The Roberts Court has already made headlines with a number of its rulings, from affirmative action to campaign finance. Expect more, said the panelists. Barkow noted that the Court seems poised to strike down, or limit severely, the honest-services statute, a favorite tool of prosecutors targeting executives for fraud. Jeffery Skilling, former CEO of Enron, and Conrad Black, former chairman of Hollinger International, have both challenged the law as unconstitutionally vague.

Turning to a controversial area of criminal procedure, Barkow said it's possible that a ruling made by the Court last term could signal “the beginning of the end of the exclusionary rule.” That rule keeps prosecutors from using illegally seized evidence in a trial. But in a case known as Herring, decided in January 2009, the Court found that if a police officer has acted based on a negligent mistake, that does not require the evidence to be excluded.

On matters of financial regulation, Pildes said he’s concerned the justices don’t understand the current system, but that he doesn’t blame them because it’s so complex. As a result, though, there have been some rulings “that actually contributed to the financial crisis,” he said, pointing to one that relied on preemption to rein in state attorneys general investigating consumer fraud.

Another major case currently before the Court involving financial regulation will turn on questions related to separation of powers and the appointments clause. It involves a challenge to the constitutionality of the Public Company Accounting Oversight Board, created by Congress after the scandals at corporations such as Enron and WorldCom. Some commentators have worried that if the PCAOB is struck down, it will eliminate a key tool for policing corporate fraud. Barkow said that, regardless of her views on the merits of the cases, if the Court rules in favor of Skilling and Black and against the PCAOB, “it wouldn’t surprise me if there's some public backlash against the Court because of the impression that the Court is siding with big business and not sufficiently attuned to the economic crisis.”

The Citizens United case, voiding restrictions on corporate and union political spending, has perhaps been the most controversial Roberts Court decision to date, but panelists kept discussion of it to a minimum to focus on other subjects. Still, they did touch on campaign spending in judicial races, with Pildes noting that the role of private money in U.S. elections raises "huge structural issues."

Do this:
In the passage on the Roberts Court, which two former executives have challenged the honest-services statute as unconstitutionally vague?

(Boundary annotation records)
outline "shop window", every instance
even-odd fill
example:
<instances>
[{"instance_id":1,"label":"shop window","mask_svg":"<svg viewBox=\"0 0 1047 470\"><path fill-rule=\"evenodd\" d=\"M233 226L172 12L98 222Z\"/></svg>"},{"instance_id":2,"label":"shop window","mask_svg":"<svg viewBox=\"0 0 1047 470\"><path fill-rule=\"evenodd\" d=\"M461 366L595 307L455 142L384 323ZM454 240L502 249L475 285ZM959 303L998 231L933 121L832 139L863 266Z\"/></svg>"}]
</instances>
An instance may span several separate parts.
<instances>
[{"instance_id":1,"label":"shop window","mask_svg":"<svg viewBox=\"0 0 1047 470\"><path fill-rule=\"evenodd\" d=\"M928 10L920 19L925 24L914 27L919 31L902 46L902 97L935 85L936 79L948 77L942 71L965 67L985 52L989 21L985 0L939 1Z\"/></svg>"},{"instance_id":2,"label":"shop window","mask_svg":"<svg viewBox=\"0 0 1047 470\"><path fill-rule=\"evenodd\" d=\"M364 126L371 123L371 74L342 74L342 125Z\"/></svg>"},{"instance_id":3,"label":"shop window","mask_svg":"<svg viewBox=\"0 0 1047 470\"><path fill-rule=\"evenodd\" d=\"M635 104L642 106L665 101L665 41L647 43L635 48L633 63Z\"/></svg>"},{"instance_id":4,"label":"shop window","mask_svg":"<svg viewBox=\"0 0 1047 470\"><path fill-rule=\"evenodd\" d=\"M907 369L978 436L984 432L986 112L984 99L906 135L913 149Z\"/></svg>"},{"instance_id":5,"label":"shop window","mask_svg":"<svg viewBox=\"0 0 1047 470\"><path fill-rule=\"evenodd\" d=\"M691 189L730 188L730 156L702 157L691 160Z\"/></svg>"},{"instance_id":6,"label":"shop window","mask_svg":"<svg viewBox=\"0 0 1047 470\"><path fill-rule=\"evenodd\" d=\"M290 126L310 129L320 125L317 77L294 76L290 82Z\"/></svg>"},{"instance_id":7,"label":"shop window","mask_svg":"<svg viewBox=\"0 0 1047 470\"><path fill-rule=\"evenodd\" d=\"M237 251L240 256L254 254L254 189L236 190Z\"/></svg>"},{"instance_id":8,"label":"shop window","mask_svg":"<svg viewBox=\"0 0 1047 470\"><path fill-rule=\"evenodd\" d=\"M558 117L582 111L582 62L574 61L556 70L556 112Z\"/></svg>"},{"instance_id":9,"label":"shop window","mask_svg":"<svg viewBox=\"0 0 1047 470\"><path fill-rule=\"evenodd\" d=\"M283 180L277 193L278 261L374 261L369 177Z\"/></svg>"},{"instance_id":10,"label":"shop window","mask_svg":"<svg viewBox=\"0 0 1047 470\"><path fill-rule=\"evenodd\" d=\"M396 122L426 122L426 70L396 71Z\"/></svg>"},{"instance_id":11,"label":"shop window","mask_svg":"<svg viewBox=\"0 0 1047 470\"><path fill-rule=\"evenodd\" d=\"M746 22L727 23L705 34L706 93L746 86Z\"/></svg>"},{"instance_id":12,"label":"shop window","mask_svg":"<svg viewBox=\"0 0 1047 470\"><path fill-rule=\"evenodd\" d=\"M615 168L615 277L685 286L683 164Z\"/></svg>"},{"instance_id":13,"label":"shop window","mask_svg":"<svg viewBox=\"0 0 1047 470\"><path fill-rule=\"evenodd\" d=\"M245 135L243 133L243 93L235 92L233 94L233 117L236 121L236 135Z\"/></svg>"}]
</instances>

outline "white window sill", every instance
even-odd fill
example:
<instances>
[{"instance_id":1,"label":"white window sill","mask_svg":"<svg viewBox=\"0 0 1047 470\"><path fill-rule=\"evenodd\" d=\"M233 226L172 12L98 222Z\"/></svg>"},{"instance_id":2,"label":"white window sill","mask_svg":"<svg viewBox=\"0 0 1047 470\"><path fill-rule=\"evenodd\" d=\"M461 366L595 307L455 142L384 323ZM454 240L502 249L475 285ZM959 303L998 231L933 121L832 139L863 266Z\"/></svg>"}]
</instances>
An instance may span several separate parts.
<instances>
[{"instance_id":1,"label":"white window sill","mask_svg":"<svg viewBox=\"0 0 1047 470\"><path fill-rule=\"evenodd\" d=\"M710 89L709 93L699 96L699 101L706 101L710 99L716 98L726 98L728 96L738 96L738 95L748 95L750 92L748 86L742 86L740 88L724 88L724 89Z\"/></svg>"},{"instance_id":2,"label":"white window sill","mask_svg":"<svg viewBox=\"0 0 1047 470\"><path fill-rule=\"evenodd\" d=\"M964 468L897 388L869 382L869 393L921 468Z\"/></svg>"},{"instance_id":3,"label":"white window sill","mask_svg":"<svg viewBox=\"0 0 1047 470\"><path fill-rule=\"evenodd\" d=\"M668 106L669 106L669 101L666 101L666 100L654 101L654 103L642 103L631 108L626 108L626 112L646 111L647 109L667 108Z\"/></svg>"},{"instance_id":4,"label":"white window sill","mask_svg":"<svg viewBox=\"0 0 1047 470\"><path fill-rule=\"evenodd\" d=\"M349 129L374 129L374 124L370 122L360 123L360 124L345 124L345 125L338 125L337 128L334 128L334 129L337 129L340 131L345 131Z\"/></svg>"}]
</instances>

Result for this task:
Jeffery Skilling, former CEO of Enron, and Conrad Black, former chairman of Hollinger International.